Task to carry out ->
Write exactly, with no line omitted or added, the span beginning at the line that holds "Expected behaviour: for every instance of the window sill, place" and ending at the last line of the records.

Records ->
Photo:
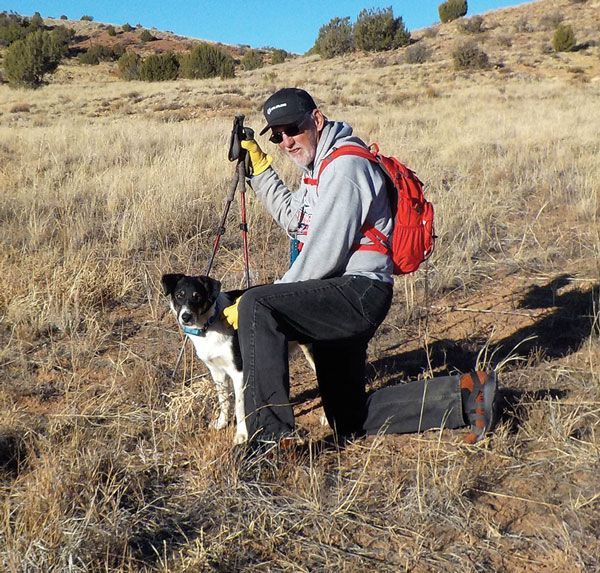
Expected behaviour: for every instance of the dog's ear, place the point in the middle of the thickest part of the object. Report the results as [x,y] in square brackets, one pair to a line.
[169,282]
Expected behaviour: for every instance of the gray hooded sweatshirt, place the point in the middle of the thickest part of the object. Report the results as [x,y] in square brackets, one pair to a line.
[327,219]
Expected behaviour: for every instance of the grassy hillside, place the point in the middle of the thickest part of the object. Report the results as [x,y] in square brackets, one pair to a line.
[107,462]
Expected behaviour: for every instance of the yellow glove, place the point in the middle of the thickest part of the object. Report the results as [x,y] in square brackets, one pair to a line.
[230,314]
[259,159]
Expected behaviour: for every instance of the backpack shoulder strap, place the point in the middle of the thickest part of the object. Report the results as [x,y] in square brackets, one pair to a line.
[346,150]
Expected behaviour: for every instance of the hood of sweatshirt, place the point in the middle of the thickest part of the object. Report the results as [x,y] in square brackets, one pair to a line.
[334,134]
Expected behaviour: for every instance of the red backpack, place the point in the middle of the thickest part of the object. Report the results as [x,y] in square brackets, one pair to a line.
[413,236]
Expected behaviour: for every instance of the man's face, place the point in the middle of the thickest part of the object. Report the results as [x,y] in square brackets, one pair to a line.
[301,146]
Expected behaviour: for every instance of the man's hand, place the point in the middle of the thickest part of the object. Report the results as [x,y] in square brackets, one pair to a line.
[259,159]
[230,314]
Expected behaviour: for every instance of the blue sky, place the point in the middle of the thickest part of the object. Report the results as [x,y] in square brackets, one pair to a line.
[292,26]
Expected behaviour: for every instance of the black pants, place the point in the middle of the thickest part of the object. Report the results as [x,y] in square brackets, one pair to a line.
[338,316]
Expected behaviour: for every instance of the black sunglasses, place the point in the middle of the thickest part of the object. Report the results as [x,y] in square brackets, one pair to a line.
[290,130]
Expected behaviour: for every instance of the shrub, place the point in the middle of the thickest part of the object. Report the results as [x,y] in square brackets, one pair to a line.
[469,56]
[452,9]
[417,54]
[278,56]
[472,25]
[27,61]
[206,61]
[523,26]
[12,28]
[129,66]
[159,67]
[99,53]
[564,38]
[146,36]
[431,32]
[335,38]
[551,21]
[377,30]
[252,60]
[36,21]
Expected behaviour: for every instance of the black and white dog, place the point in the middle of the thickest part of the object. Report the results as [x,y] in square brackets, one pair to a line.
[198,304]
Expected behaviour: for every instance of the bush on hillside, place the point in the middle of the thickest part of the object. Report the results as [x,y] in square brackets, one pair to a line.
[452,9]
[27,61]
[36,21]
[563,39]
[12,28]
[417,54]
[129,66]
[472,25]
[159,67]
[551,21]
[206,61]
[99,53]
[146,36]
[278,56]
[252,60]
[335,38]
[377,30]
[469,56]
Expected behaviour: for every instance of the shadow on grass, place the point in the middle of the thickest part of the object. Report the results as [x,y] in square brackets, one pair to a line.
[557,334]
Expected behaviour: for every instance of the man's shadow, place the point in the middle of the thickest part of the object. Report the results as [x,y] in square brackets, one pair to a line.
[554,335]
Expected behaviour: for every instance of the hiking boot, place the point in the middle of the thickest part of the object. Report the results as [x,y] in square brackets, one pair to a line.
[479,391]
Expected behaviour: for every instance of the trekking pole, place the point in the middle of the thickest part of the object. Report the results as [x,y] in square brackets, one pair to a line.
[236,152]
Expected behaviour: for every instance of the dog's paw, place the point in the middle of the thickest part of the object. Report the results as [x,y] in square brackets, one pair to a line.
[219,423]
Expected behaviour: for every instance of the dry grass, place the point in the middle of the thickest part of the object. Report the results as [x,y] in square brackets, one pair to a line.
[107,463]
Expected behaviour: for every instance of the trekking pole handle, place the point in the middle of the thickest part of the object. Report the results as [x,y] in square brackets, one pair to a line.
[238,132]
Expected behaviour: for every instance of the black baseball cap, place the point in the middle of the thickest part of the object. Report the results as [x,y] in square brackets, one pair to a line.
[287,106]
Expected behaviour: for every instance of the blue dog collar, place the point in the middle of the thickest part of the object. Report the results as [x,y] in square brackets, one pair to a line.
[194,331]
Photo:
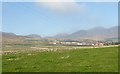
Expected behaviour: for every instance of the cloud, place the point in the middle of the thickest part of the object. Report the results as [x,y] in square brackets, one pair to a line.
[66,6]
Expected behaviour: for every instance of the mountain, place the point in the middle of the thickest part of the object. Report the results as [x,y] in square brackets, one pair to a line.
[96,33]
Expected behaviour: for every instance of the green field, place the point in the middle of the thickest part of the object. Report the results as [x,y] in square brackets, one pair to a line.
[78,60]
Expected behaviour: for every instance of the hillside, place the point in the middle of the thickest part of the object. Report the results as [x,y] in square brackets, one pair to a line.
[95,33]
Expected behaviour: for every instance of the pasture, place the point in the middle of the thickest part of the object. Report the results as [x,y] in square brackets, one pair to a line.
[73,60]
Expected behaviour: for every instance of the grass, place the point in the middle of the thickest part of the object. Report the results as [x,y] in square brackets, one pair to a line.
[81,60]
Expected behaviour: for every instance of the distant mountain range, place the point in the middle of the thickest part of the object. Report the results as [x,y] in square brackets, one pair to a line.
[95,33]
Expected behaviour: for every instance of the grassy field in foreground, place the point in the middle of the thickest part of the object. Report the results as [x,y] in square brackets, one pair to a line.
[82,60]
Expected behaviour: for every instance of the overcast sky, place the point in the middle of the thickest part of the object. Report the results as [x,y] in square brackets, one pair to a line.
[50,18]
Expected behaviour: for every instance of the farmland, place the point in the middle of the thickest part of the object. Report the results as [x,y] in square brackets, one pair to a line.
[27,58]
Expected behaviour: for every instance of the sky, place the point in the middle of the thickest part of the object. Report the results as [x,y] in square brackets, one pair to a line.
[51,18]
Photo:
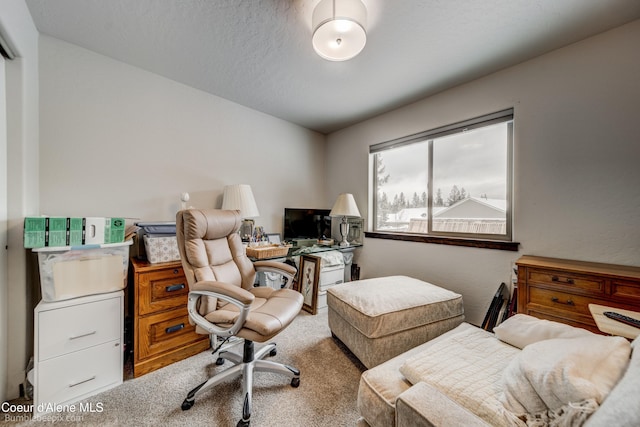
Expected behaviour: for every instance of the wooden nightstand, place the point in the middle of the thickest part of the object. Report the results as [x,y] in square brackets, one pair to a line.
[161,331]
[562,290]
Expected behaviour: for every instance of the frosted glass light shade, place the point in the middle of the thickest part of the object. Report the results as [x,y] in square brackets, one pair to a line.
[240,196]
[339,29]
[345,206]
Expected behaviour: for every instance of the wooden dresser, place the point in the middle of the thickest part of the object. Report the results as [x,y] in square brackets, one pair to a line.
[161,331]
[561,290]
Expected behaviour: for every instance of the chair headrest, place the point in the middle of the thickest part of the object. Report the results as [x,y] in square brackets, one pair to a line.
[210,224]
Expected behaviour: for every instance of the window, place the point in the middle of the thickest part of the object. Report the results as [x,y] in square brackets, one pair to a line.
[454,181]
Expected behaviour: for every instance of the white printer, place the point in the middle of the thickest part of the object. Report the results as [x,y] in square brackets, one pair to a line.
[331,273]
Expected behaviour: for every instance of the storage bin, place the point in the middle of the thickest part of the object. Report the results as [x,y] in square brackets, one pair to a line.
[67,273]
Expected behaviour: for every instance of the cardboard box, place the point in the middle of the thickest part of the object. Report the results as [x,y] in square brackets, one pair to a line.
[35,229]
[161,248]
[40,232]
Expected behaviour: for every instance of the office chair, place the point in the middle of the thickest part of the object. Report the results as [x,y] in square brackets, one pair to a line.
[224,302]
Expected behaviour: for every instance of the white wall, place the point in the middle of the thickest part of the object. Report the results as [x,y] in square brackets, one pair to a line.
[21,157]
[576,184]
[120,141]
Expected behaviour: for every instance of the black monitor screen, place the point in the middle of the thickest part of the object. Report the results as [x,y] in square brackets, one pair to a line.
[306,223]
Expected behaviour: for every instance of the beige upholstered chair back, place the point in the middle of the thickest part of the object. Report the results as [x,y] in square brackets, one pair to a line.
[211,248]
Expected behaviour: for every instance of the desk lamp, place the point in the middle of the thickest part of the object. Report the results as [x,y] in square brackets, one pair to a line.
[345,207]
[240,196]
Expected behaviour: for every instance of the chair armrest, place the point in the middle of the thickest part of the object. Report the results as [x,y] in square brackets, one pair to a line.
[235,295]
[285,270]
[424,406]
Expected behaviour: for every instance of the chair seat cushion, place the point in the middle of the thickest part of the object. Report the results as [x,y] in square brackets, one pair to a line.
[271,311]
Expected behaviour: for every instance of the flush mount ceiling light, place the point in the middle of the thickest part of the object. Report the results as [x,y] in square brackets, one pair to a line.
[339,29]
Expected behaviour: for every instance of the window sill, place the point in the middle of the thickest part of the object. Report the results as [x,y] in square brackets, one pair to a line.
[452,241]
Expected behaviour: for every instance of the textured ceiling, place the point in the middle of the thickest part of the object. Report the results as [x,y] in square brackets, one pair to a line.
[258,53]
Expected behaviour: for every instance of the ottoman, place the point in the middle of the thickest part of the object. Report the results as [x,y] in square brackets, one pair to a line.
[378,319]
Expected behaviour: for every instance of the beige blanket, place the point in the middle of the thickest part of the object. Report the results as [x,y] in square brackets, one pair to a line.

Task output ->
Expected behaviour: for every instance of the window sill, place the point in the middle of the thickest part of the object. Report the results as [x,y] in square brackets, one pair to a line.
[452,241]
Expected behaviour: for every instance of the textured ceiling, place the point in the middle of the thickest part of the object. Report the results as [x,y] in square brackets, one pair to a line.
[258,53]
Expected behaviour: for every instance of the ottoman, place the point in the middle of the thickest part of the object. Report the results as [x,y] in square brackets, one pair to a line.
[378,319]
Expected behaviour: for every instance of the beige blanket, place the point in the middle of the thickest part of the object. Report the results as [x,y] in square brackets, one pair to a line.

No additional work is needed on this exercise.